Coordinate annotation entries

★ ★ ★ ★

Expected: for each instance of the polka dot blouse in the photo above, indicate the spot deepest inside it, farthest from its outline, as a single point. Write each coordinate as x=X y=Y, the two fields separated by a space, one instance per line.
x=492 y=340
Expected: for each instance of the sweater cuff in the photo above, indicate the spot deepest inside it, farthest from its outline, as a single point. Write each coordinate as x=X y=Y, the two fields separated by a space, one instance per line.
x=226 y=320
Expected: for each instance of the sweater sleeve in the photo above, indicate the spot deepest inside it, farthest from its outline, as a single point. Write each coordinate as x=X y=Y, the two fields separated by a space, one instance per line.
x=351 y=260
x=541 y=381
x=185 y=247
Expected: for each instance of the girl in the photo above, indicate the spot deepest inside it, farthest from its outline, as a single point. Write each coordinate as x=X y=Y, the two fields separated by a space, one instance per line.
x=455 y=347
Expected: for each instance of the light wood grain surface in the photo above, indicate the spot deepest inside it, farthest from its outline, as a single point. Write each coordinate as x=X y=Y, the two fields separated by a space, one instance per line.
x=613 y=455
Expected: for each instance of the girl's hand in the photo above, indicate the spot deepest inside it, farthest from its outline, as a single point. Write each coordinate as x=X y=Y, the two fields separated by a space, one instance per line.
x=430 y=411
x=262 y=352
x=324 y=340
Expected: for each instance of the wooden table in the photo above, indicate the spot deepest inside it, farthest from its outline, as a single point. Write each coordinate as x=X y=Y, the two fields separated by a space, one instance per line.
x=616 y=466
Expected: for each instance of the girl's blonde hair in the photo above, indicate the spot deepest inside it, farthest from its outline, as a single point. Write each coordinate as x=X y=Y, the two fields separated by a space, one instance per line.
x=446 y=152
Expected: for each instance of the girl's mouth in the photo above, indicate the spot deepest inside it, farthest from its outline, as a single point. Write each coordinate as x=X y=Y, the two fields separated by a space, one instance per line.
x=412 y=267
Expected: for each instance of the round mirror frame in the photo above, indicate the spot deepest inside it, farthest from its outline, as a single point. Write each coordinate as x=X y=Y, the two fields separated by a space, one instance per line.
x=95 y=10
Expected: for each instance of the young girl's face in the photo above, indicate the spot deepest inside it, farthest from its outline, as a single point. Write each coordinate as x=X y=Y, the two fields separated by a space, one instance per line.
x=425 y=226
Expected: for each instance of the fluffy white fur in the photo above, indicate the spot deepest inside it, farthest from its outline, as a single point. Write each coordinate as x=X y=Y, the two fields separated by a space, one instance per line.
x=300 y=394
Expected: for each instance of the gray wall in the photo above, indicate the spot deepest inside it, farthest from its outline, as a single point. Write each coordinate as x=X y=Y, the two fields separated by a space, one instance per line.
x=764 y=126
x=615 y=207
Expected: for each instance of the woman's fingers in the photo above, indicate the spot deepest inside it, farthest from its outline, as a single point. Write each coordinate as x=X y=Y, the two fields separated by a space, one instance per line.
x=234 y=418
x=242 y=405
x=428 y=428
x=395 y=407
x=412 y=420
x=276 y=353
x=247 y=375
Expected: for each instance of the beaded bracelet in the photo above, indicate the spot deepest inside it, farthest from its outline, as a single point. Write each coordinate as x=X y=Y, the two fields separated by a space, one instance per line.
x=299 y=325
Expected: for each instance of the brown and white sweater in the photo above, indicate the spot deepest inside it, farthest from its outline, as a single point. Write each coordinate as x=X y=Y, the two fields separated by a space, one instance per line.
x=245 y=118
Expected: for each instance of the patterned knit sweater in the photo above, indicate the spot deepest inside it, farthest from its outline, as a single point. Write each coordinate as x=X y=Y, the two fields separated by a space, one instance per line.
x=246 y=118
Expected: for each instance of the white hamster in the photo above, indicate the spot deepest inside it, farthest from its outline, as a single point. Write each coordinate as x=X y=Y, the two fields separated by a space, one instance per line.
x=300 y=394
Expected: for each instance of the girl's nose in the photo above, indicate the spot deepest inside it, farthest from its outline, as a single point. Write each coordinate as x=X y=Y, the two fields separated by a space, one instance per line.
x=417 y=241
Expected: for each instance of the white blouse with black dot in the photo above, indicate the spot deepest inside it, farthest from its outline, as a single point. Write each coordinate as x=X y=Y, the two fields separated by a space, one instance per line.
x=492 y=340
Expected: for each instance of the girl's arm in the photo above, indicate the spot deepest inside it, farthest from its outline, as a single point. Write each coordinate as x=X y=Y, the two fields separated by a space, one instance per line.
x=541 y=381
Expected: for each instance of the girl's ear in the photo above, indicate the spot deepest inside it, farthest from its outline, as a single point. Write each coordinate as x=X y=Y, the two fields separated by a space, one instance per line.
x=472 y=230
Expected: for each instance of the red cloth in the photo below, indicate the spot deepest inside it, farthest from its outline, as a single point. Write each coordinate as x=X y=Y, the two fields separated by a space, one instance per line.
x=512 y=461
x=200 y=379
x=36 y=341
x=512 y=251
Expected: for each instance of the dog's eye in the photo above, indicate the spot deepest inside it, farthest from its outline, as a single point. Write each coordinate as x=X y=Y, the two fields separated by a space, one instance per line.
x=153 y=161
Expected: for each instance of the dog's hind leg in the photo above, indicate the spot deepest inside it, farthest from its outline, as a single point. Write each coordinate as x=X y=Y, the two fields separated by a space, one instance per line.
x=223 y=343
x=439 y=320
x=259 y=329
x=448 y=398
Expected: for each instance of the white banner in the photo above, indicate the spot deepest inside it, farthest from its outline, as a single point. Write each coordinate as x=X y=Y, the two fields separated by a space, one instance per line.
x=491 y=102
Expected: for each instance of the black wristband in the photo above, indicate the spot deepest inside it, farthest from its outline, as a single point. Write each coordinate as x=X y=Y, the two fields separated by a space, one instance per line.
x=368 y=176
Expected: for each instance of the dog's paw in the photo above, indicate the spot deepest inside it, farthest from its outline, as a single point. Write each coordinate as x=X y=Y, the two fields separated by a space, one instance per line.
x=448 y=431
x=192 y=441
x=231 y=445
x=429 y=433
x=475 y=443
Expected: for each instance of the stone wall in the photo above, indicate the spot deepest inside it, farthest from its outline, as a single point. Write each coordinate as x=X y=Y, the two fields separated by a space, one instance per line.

★ ★ ★ ★

Problem description: Write out every line of the listing above as a numbered list, leaving out any blank lines.

Response to this task:
1. Expected: for each instance of the polka dot blouse in the photo above, indicate the spot deepest inside it, farthest from its outline, as a single point. Write each coordinate as x=X y=Y, the two fields separated by a space, one instance per line.
2. x=492 y=340
3. Expected: for each instance of the sweater cuff in the photo above, indicate the spot deepest inside it, farthest from its outline, as a single point. Write each coordinate as x=X y=Y, the two fields separated by a space, one instance per line.
4. x=226 y=320
5. Expected: for each instance of the sweater sleeve in the photo above, indicate the spot deepest inside it, farthest from its outline, as a single point. Write each coordinate as x=X y=Y, the two fields separated by a space, one instance per line.
6. x=351 y=260
7. x=541 y=381
8. x=185 y=247
9. Expected: for each instance of the girl in the photo above, indicate the spot deepest inside it, farthest from its outline, as a single point. Write each coordinate as x=X y=Y, the two fields separated by a space, one instance per line.
10. x=455 y=347
11. Expected: for each instance of the light wood grain surface in the photo above, indicate the spot deepest inside it, farthest from its outline, as a single point. Write each coordinate as x=X y=Y, the two fields separated by a space, one instance per line.
12. x=613 y=455
13. Expected: for each instance of the girl's hand in the photo above, indicate the spot deepest inside it, farthest from its outline, as a single point. Write each coordinate as x=X y=Y, the two fields separated by a space, one instance per line.
14. x=430 y=411
15. x=262 y=352
16. x=324 y=340
17. Expected: for each instance of the wooden table in the photo above, indicate the spot deepest inside it, farthest from its outline, as a single point. Write each coordinate as x=X y=Y, the two fields separated by a space, one instance per line.
18. x=616 y=466
19. Expected: for each instance of the girl's blonde hair in the photo above, indicate the spot deepest inside it, farthest from its outline, as a single point. Write each coordinate as x=X y=Y, the two fields separated by a space, one instance per line.
20. x=446 y=152
21. Expected: for each instance of the girl's mouth in the photo above, indicate the spot deepest inside it, farthest from its outline, as a single point. Write each coordinate as x=X y=Y, the two fields separated by a space, one instance per line.
22. x=412 y=267
23. Expected: for each instance of the round mirror frame in the photo above, indicate the spot deepest inside it, farthest from its outline, as a single point. Write each coordinate as x=X y=Y, the two fields separated by a space, one instance per line.
24. x=95 y=10
25. Expected: for each instance of the young girl's face in the photo above, indicate the spot deepest inside it, farthest from its outline, as a single point. Write each coordinate as x=X y=Y, the two fields separated by a space, one instance per line.
26. x=425 y=226
27. Expected: for each instance of the fluffy white fur in the photo above, indicate the spot deepest inside it, farthest from its outline, as a single point. Write each coordinate as x=X y=Y, the two fields separated by a space, one instance per line.
28. x=300 y=394
29. Expected: for each instance of the gray wall in the photo above, indicate the spot deepest inside it, farthest from its outline, as a single point. Write each coordinate as x=X y=Y, the two fields separated by a space, one instance per line.
30. x=764 y=126
31. x=615 y=207
32. Expected: for each instance of the woman's fingers in the photo above, indicate the spot deepest inside it, farthest from its outline, as a single point. Write each coordinate as x=X y=Y, the two fields separated by a space, one instance per line.
33. x=234 y=418
34. x=242 y=405
35. x=428 y=428
36. x=395 y=407
37. x=412 y=420
38. x=276 y=353
39. x=247 y=375
40. Expected: for each instance of the beaded bracelet in the photo above, indicate the spot deepest inside it, farthest from its outline, as a single point. Write each coordinate as x=X y=Y, the two fields separated by a space, one instance per line.
41. x=299 y=325
42. Expected: for each instance of the brown and white sweater in the photo above, indicate the spot deepest inside it, farthest from its outline, as a single point. Write each coordinate as x=X y=Y, the two fields separated by a space, one instance per line.
43. x=245 y=118
44. Expected: for each instance of the patterned knit sweater in the photo above, indicate the spot deepest inside it, farthest from its outline, as a single point. Write each coordinate as x=X y=Y, the two fields separated by a space, one instance per line.
45. x=246 y=118
46. Expected: for each instance of the white hamster in the photo above, indicate the spot deepest inside it, farthest from its outline, as a single point. Write each coordinate as x=X y=Y, the two fields separated by a space, one instance per line.
47. x=300 y=394
48. Expected: for each instance of the girl's nose in the photo above, indicate the spot deepest inside it, farthest from its outline, as a single point. Write each coordinate as x=X y=Y, the two fields separated by a space, one instance per line.
49. x=417 y=241
50. Expected: for each instance of the white blouse with black dot in the photo above, indicate the spot deepest inside it, farthest from its outline, as a single point. Write each coordinate as x=X y=Y, the two fields separated by a space, one instance per line.
51. x=492 y=340
52. Expected: for each instance of the girl's arm in the photo above, indicate the spot deepest inside it, farthest from its outline, as a single point. Write each coordinate as x=X y=Y, the two fields separated by a space, one instance per line.
53. x=541 y=381
54. Expected: for each instance of the girl's ear in the photo above, indicate the spot deepest inside it, farthest from its outline, as a single point. Write each coordinate as x=X y=Y, the two fields separated by a space, one instance per line.
55. x=472 y=230
56. Expected: for each instance of the red cloth in the photo below, indicate the spot deepest inside it, farthest from its outline, as a single point. Write each coordinate as x=X y=Y, the two fields separated by a space, one instance per line.
57. x=512 y=461
58. x=200 y=379
59. x=36 y=341
60. x=512 y=251
61. Expected: for each instance of the dog's eye in the photo above, indicate the spot deepest inside it, farthest from its outline, as a single point. Write each coordinate as x=X y=Y, the two fields separated by a space, one instance per line.
62. x=153 y=161
63. Expected: for each instance of the dog's hind leg in the photo above, indicate the spot deepest inside it, farthest from its outline, as a single point. Write each coordinate as x=X y=Y, the two fields separated by a space, one instance per line.
64. x=223 y=343
65. x=439 y=320
66. x=259 y=329
67. x=448 y=398
68. Expected: for each instance of the white banner in the photo above, indicate the spot deepest inside it, farthest from its outline, as a single point. Write each coordinate as x=X y=Y, the two fields separated by a space, one instance per line.
69. x=491 y=102
70. Expected: for each instance of the black wristband in the photo above, indicate the spot deepest inside it, farthest from its outline, as a single point. Write each coordinate as x=X y=Y, the two fields separated by a space, one instance per line.
71. x=368 y=176
72. Expected: for each instance of the dog's paw in the photo above, indicate the spot deepest inside it, farthest from its outline, as a single point. Write each coordinate as x=X y=Y, the two fields separated by a space, one instance per line.
73. x=448 y=431
74. x=192 y=441
75. x=231 y=445
76. x=429 y=433
77. x=475 y=443
78. Expected: for each instance of the stone wall in the photo above, indicate the spot deepest inside it, farthest from its outline, as a single point. Write each coordinate as x=X y=Y, the two fields separated by a space, one instance per line.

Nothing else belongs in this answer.